■ Work to complete: The goal is an unaltered copy of the records below, minus any images.

--- Exercise input Enclosed Below ---

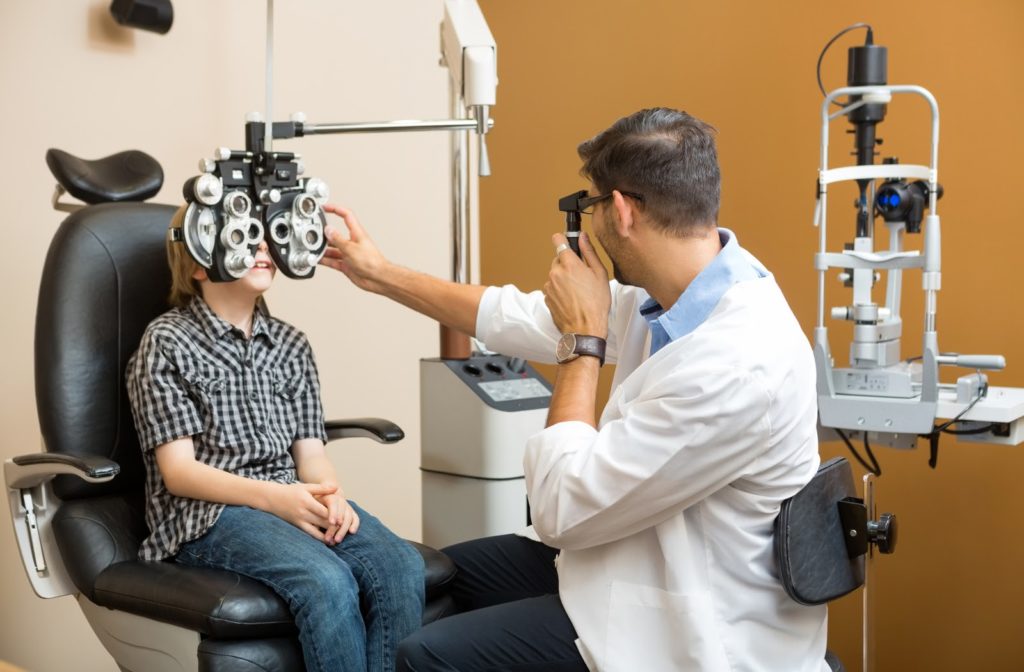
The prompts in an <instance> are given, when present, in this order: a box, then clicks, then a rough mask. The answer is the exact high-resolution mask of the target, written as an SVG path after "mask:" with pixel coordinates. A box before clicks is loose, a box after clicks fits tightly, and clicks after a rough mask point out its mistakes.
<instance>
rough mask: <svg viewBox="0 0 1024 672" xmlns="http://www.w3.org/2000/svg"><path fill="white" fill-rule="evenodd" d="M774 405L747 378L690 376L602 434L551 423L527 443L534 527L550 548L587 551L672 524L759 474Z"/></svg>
mask: <svg viewBox="0 0 1024 672" xmlns="http://www.w3.org/2000/svg"><path fill="white" fill-rule="evenodd" d="M768 406H769V395H768V393H767V390H765V388H764V386H763V384H762V383H761V381H759V380H757V379H756V378H754V377H753V376H751V375H750V374H749V373H746V372H743V371H735V370H733V371H728V370H726V371H711V370H707V371H703V372H693V371H691V372H688V375H687V376H685V377H684V376H677V377H675V378H674V379H670V380H666V381H662V382H660V383H658V384H657V385H655V386H654V388H652V389H650V390H648V391H646V392H644V394H643V396H641V397H638V398H636V400H634V401H632V402H630V403H629V406H628V408H626V409H625V411H624V414H623V417H621V418H618V419H616V420H613V421H610V422H607V423H605V424H604V425H603V426H602V427H601V429H600V430H597V429H595V428H594V427H593V426H592V425H591V424H590V423H588V422H586V421H585V420H579V419H577V420H569V421H564V422H558V423H554V424H551V425H550V426H549V427H548V428H547V429H545V430H544V431H542V432H540V433H538V434H536V435H534V436H532V437H530V439H529V440H528V442H527V444H526V455H525V458H524V466H525V471H526V492H527V495H528V498H529V503H530V512H531V516H532V520H534V527H535V529H536V530H537V532H538V534H539V535H540V537H541V539H542V541H544V542H545V543H546V544H548V545H550V546H554V547H556V548H565V549H579V548H588V547H591V546H597V545H600V544H605V543H608V542H611V541H615V540H618V539H623V538H625V537H629V536H631V535H634V534H636V533H638V532H641V531H642V530H646V529H648V528H651V527H653V526H656V524H658V523H660V522H664V521H665V520H667V519H669V518H671V517H673V516H675V515H677V514H679V513H680V512H682V511H683V510H684V509H686V508H688V507H689V506H692V505H694V504H696V503H698V502H699V501H700V500H702V499H705V498H706V497H708V496H709V495H711V494H713V493H715V492H717V491H718V490H720V489H722V488H725V487H727V486H728V485H729V484H731V482H733V481H734V480H736V479H737V478H739V477H741V476H743V475H744V474H746V473H749V472H750V471H751V469H752V467H753V465H754V464H755V462H757V460H758V459H759V458H760V457H761V455H762V454H763V453H764V451H765V450H767V446H768V439H769V433H770V425H769V421H768Z"/></svg>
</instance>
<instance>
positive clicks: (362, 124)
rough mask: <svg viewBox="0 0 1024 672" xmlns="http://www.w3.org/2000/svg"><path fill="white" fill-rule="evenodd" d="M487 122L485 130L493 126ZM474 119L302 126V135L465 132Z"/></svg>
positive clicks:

--- End of Enclosed Exercise input ---

■ Task solution:
The prompts in an <instance> are given, when present, in this order: a box, then clicks, then a rough mask. The answer is the exact high-resolution mask of the target, written as an SVG path after "mask:" with pixel coordinates. A box before clicks is loose, a box after clicks fits tightly, and clicks after a rough mask point out its mistakes.
<instance>
rough mask: <svg viewBox="0 0 1024 672" xmlns="http://www.w3.org/2000/svg"><path fill="white" fill-rule="evenodd" d="M774 405L747 378L690 376L602 434L551 423L527 443L534 527L550 548L587 551L672 524L759 474Z"/></svg>
mask: <svg viewBox="0 0 1024 672" xmlns="http://www.w3.org/2000/svg"><path fill="white" fill-rule="evenodd" d="M768 406H769V395H768V393H767V390H765V388H764V386H763V384H762V383H761V381H759V380H757V379H756V378H754V377H753V376H751V375H750V374H749V373H746V372H743V371H735V370H733V371H728V370H726V371H711V370H707V371H703V372H693V371H691V372H688V375H687V376H685V377H684V376H677V377H675V378H674V379H670V380H666V381H662V382H660V383H658V384H657V385H655V386H654V388H652V389H650V390H648V391H646V392H644V394H643V396H641V397H638V398H636V400H634V401H632V402H630V403H629V406H628V408H626V409H625V411H624V414H623V417H621V418H618V419H616V420H613V421H610V422H607V423H605V424H604V425H603V426H602V427H601V429H600V430H597V429H595V428H594V427H593V426H592V425H591V424H590V423H588V422H586V421H585V420H579V419H577V420H569V421H564V422H558V423H554V424H551V425H550V426H549V427H548V428H547V429H545V430H544V431H542V432H540V433H538V434H536V435H534V436H532V437H530V439H529V440H528V442H527V444H526V455H525V458H524V466H525V471H526V492H527V495H528V498H529V503H530V512H531V516H532V520H534V527H535V529H536V530H537V532H538V534H539V535H540V537H541V539H542V541H544V542H545V543H546V544H548V545H550V546H554V547H556V548H565V549H579V548H588V547H591V546H597V545H600V544H605V543H608V542H611V541H615V540H618V539H623V538H625V537H629V536H631V535H634V534H636V533H638V532H641V531H642V530H646V529H648V528H651V527H653V526H656V524H658V523H660V522H664V521H665V520H667V519H669V518H671V517H673V516H675V515H677V514H679V513H680V512H682V511H683V510H684V509H686V508H688V507H689V506H692V505H694V504H696V503H698V502H699V501H700V500H702V499H705V498H706V497H708V496H709V495H711V494H713V493H715V492H717V491H718V490H720V489H722V488H725V487H727V486H728V485H729V484H731V482H733V481H734V480H736V479H737V478H739V477H741V476H743V475H744V474H746V473H749V472H750V471H751V469H752V467H753V465H754V464H755V462H757V460H758V459H759V458H760V457H761V455H762V454H763V453H764V451H765V450H767V446H768V439H769V433H770V425H769V421H768Z"/></svg>
</instance>
<instance>
positive clicks: (362, 124)
rough mask: <svg viewBox="0 0 1024 672" xmlns="http://www.w3.org/2000/svg"><path fill="white" fill-rule="evenodd" d="M487 122L485 130L493 126ZM474 119L302 126V135L465 132Z"/></svg>
positive clicks:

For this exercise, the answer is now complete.